## [Passage given]
▼

- Born: Christopher Michael Jeffries
- Education: Columbia University (BA) University of Michigan Law School (JD)
- Occupation: Real estate developer
- Known for: Co-founder of Millennium Partners
- Spouses: ; Yasmin Aga Khan ​ ​(m. 1989; div. 1993)​ Lisa Jeffries;

= Christopher M. Jeffries =

American real estate developer

Christopher Michael Jeffries is an American real estate developer, lawyer, and philanthropist who co-founded the national real estate firm Millennium Partners, known for the development of the Millennium Towers in New York, Boston, and San Francisco as well as the redevelopment of Hotel St. Moritz.

== Education ==
Jeffries graduated from Columbia College in 1972 and University of Michigan Law School in 1974.

== Career ==
After receiving his J.D. degree, Jeffries began his career as a lawyer in the Southfield, Michigan, law firm of Keywell & Rosenfeld. He then served as a principal in the leveraged buyout of Key International Inc., a metal recycling and automotive equipment manufacturing business.

=== General Atlantic ===
Jeffries met Philip Aarons, who was chairing the New York City Public Development Corporation at that time and the two worked on housing developments in Staten Island. The two joined General Atlantic and ran its real estate division. Throughout the 1980s, he and Aarons constructed subsidized low-income housing in Manhattan and Brooklyn.

▲

## [To-do list]
A. Shift the records from the line with "[Batch spec] Target class: gray" up to and including the line with "[[412, 123, 513, 240]]" by adding -51 to every bounding-box coordinate in the answers. Give all of those lines again, requests included.
B. Pick up the Christopher M. Jeffries biography where it stops and keep it going.
The biography above has no connection to the records that come after it.

## [Material for the task]
▼

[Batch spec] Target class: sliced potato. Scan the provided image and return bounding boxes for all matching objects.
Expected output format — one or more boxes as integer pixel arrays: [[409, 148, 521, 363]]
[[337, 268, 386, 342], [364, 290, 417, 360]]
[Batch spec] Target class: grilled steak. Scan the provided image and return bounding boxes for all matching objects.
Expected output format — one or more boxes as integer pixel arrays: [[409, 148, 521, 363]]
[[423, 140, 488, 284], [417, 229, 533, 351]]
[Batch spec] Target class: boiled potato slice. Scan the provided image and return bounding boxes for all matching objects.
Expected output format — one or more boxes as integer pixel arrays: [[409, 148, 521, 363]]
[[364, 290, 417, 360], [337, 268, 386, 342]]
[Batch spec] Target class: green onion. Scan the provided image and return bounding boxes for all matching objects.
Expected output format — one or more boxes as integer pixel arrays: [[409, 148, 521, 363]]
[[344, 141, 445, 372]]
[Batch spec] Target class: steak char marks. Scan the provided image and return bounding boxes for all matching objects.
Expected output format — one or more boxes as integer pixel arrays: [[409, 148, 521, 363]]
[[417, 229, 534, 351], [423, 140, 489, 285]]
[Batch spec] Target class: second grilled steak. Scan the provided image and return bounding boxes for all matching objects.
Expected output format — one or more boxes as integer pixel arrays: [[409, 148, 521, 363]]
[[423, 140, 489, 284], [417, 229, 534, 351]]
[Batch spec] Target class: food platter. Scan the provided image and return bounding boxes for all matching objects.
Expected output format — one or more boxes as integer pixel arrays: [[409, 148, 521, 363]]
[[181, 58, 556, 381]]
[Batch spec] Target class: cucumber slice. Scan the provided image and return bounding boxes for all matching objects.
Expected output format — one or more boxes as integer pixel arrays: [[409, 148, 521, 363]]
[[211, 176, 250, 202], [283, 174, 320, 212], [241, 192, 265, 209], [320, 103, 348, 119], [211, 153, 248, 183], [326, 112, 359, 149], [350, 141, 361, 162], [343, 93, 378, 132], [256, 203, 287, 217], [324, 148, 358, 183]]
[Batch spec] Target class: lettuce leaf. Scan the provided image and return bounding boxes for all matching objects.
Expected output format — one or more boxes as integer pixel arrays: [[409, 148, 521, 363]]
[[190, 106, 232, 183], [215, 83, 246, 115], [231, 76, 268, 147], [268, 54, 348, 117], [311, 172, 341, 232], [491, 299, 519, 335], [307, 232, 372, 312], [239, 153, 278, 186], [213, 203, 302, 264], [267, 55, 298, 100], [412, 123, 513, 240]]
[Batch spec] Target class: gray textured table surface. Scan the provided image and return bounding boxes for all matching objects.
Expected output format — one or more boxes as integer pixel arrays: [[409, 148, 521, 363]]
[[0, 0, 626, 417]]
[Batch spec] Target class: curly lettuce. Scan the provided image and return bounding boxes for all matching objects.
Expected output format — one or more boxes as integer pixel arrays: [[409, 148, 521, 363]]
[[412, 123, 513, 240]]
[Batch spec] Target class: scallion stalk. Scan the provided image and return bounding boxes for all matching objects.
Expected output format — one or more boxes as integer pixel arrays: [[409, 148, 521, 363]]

▲

## [Answers to the exercises]
A.
[Batch spec] Target class: gray textured table surface. Scan the provided image and return bounding boxes for all matching objects.
Expected output format — one or more boxes as integer pixel arrays: [[409, 148, 521, 363]]
[[-51, -51, 575, 366]]
[Batch spec] Target class: curly lettuce. Scan the provided image and return bounding boxes for all matching objects.
Expected output format — one or more boxes as integer pixel arrays: [[409, 148, 521, 363]]
[[361, 72, 462, 189]]

B.
In April 1990, the American Broadcasting Company decided to sell two full blocks on the East Side of Broadway between Sixty-Eighth and Sixty-Ninth Streets. However, it was also a time of recession and it was difficult to get financing for almost any construction. A syndicate led by William Zeckendorf Jr. and Martin J. Raynes fell apart because they were unable to secure funding, and the latter was driven to bankruptcy in 1991 after the real estate downturn.

Jeffries then stepped in to take over the project, but his superiors at General Atlantic thought the deal was infeasible. As a result, Jeffries and Aarons departed General Atlantic and were given the right to proceed with their transaction from the company. Jeffries and Aarons, joined by Philip Lovett, started their own real estate firm, Millennium Partners, in 1990.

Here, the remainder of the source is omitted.